Tasks for this exercise:
#1 In the passage on section 10 and traffic offences, condense the paragraph beginning "A section 10 order is particularly beneficial" into a short bulleted list that keeps its main facts.
#2 Answer these questions from the passage on section 10 and traffic offences:
(a) Why does a section 10 order let traffic defendants avoid mandatory license disqualification periods?
(b) Which organization reported the rise in section 10 use in local courts?
(c) If a traffic offense causes an automatic loss of demerit points that costs the offender their license, does a section 10 dismissal prevent that loss?
#3 From the passage on section 10 and traffic offences, output the stretch from "However, it should" through "under section 10.".

Excerpted passage:
*****

Section 10 and traffic offences
A section 10 order is particularly beneficial for defendants charged with PCA or other traffic offences, because they will be exempt from the mandatory license disqualification periods which can only be applied following conviction. The NSW Bureau of Crime Statistics and Research has found that since its introduction, there has been a large increase over the last ten years in the use of section 10 and a corresponding decline in the use of licence disqualifications in local courts. Between 1993 and 2002 the overall percentage of PCA cases dealt with under section 10 rose by 22 percentage points for low-range PCA offenders, 12 percentage points for mid-range PCA offenders and 5 percentage points for high-range PCA offenders. At the same time, statistics indicate that the percentage of cases where an offender’s licence was disqualified fell by 18 percentage points for low-range PCA offences, 12 percentage points for mid-range PCA offences and 5 percentage points for high-range PCA offences.
However, it should be noted that if an offender has committed a traffic offence that would cause an automatic loss of demerit points, resulting in the loss of their license, this occurs regardless of whether the court dismisses the offence under section 10.

*****

Provided material:
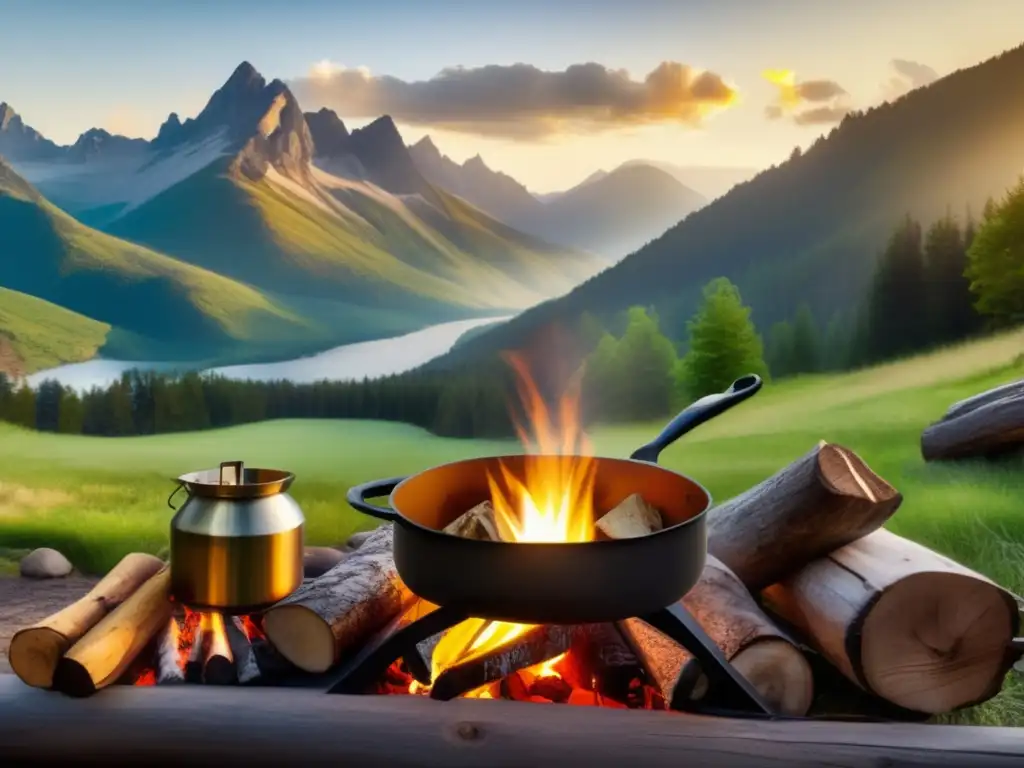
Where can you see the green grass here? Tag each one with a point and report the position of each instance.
(43, 335)
(100, 498)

*****

Results for the exercise:
#1
- Under a section 10 order, defendants charged with PCA or other traffic offences avoid mandatory license disqualification periods, which apply only after conviction.
- According to the NSW Bureau of Crime Statistics and Research, section 10 use in local courts rose sharply over ten years, while license disqualifications declined.
- From 1993 to 2002, the share of PCA cases dealt with under section 10 rose by 22 percentage points for low-range offenders, 12 for mid-range and 5 for high-range.
- Over the same period, the share of cases with license disqualification fell by 18 percentage points for low-range offenses, 12 for mid-range and 5 for high-range.

#2
(a) Those disqualification periods can only be applied following conviction.
(b) The NSW Bureau of Crime Statistics and Research.
(c) No, the license loss occurs regardless of whether the court dismisses the offense under section 10.

#3
However, it should be noted that if an offender has committed a traffic offence that would cause an automatic loss of demerit points, resulting in the loss of their license, this occurs regardless of whether the court dismisses the offence under section 10.